Content starts

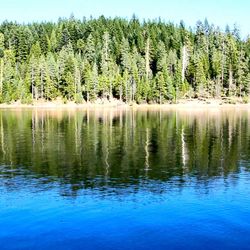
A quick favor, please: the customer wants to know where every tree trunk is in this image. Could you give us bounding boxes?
[119,85,122,101]
[125,80,128,104]
[221,40,225,87]
[109,80,112,100]
[31,67,34,100]
[41,69,44,100]
[181,45,188,83]
[145,38,150,80]
[0,58,3,96]
[229,65,233,96]
[87,92,89,103]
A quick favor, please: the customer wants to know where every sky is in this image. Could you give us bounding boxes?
[0,0,249,38]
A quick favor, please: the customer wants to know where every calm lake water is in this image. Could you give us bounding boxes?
[0,108,250,250]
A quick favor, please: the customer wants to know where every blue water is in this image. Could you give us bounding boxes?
[0,109,250,249]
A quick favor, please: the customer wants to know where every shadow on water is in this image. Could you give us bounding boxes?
[0,108,250,198]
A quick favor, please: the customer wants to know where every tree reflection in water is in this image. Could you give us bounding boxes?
[0,108,249,198]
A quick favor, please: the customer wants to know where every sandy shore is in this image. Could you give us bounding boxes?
[0,99,250,111]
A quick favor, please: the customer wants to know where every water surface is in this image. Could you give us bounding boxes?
[0,108,250,250]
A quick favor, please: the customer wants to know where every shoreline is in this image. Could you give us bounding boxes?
[0,99,250,110]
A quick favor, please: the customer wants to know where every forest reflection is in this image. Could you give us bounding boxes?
[0,108,249,197]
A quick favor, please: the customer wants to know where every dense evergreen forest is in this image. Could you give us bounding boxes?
[0,15,250,104]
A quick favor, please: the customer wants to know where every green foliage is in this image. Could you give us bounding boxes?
[243,96,249,104]
[0,49,4,58]
[21,94,33,104]
[0,17,249,103]
[75,92,83,104]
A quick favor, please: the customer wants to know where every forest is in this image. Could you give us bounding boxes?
[0,15,250,104]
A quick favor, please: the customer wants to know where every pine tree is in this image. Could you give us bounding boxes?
[211,48,223,97]
[48,29,58,53]
[100,32,111,99]
[39,55,46,99]
[194,51,207,97]
[84,34,95,64]
[0,17,248,103]
[0,33,4,98]
[45,52,58,100]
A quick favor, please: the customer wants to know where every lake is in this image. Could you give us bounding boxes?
[0,108,250,250]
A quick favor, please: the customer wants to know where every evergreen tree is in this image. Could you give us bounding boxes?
[0,33,4,98]
[0,17,248,103]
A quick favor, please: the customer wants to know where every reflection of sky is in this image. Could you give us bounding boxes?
[0,172,250,249]
[0,0,249,38]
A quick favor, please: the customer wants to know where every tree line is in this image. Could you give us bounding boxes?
[0,15,250,104]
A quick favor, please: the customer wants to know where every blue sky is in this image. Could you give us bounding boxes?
[1,0,249,37]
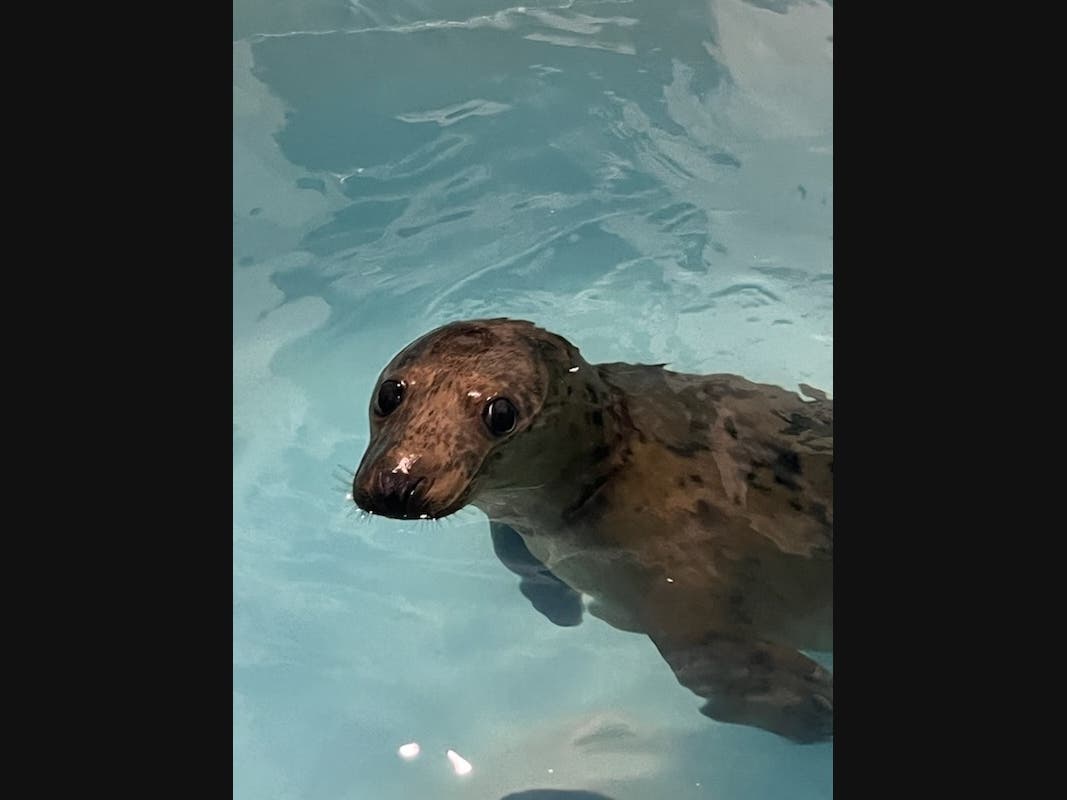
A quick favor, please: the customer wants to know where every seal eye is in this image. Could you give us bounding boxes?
[375,380,404,416]
[484,397,517,436]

Content ends

**Exercise:** The data above needs to be retyped exactly, with the images left out.

**Answer:**
A quick favor, please: the customer wants to know where every tree trunk is in this image. Could you give us bounding boxes?
[119,85,122,101]
[125,80,128,104]
[221,40,225,87]
[109,80,112,100]
[31,67,34,100]
[41,69,44,100]
[181,45,188,83]
[145,38,150,80]
[0,58,3,96]
[229,65,233,96]
[87,92,89,103]
A quick favor, please: the customer wants to know where every sky is in this image. Could you give us bounding boxes?
[0,0,249,38]
A quick favor, please: the customer wants to know where every calm lake water is in this image. Could you give us bounding boxes?
[0,108,250,250]
A quick favor, please: the customer wants to know where every blue water is in this image. Could you give us bounding boxes?
[0,109,250,249]
A quick favor, please: the customer wants to know where every shadow on water is in this image. Could you give us bounding boxes?
[0,108,250,198]
A quick favor, please: the customer wants to know where every tree reflection in water is in this image. Could you give us bounding boxes?
[0,108,249,198]
A quick favor, please: the customer wants to know where every sandy shore is in this image. Could you give us bounding boxes?
[0,99,250,111]
A quick favor, please: the customer wants to know where every water surface is in this image. Could you give us bounding boxes?
[0,108,250,250]
A quick favor, please: the customer wants to know where every shoreline is in this image. Could you give us bounding boxes?
[0,99,250,110]
A quick favor, please: the customer wants to know where every forest reflection is in this image. Could you give us bounding boxes?
[0,108,249,197]
A quick favor, please: the customer wants to know where every dense evergreen forest is in this image. Could you give us bounding boxes?
[0,15,250,104]
A quick favor, please: the customer wants to know where every green foliage is in this image. Could you give us bounding boxes?
[243,96,249,104]
[0,49,4,58]
[21,94,33,104]
[0,17,249,103]
[75,92,83,104]
A quick favor, please: the customer wants to know where every forest is in this image. Could you give us bounding boxes?
[0,15,250,104]
A quick favor, please: the customer wants to know where every pine tree is in this image. Could you give us bounding boxes?
[211,48,223,97]
[48,29,58,53]
[100,32,111,99]
[39,55,46,99]
[194,51,207,97]
[84,34,95,64]
[0,17,248,103]
[0,33,4,98]
[45,52,58,100]
A quick favor, please: the customer wants to know where every lake is in this image. Could you give us bounding boxes?
[0,108,250,250]
A quick favor, please: the customer wants to know where every evergreen tree is in this image. Could you give us bounding boxes?
[0,33,4,98]
[0,17,248,103]
A quick favor, please: the customer wants to know where every reflection of sky is in this image. Could you give us bounding boxes?
[0,172,250,249]
[0,0,249,38]
A quick favor, please: the customer wants to know where every tree line is in this image. Could you give us bounding boxes?
[0,15,250,104]
A quick favor, please: the customer wants to know where every blue sky is in this image. Could you give us bounding boxes?
[1,0,249,37]
A quick favor, please: the customer wants to know where every seal eye is in this image. Could you give us bounding boxes?
[375,380,404,416]
[484,397,517,436]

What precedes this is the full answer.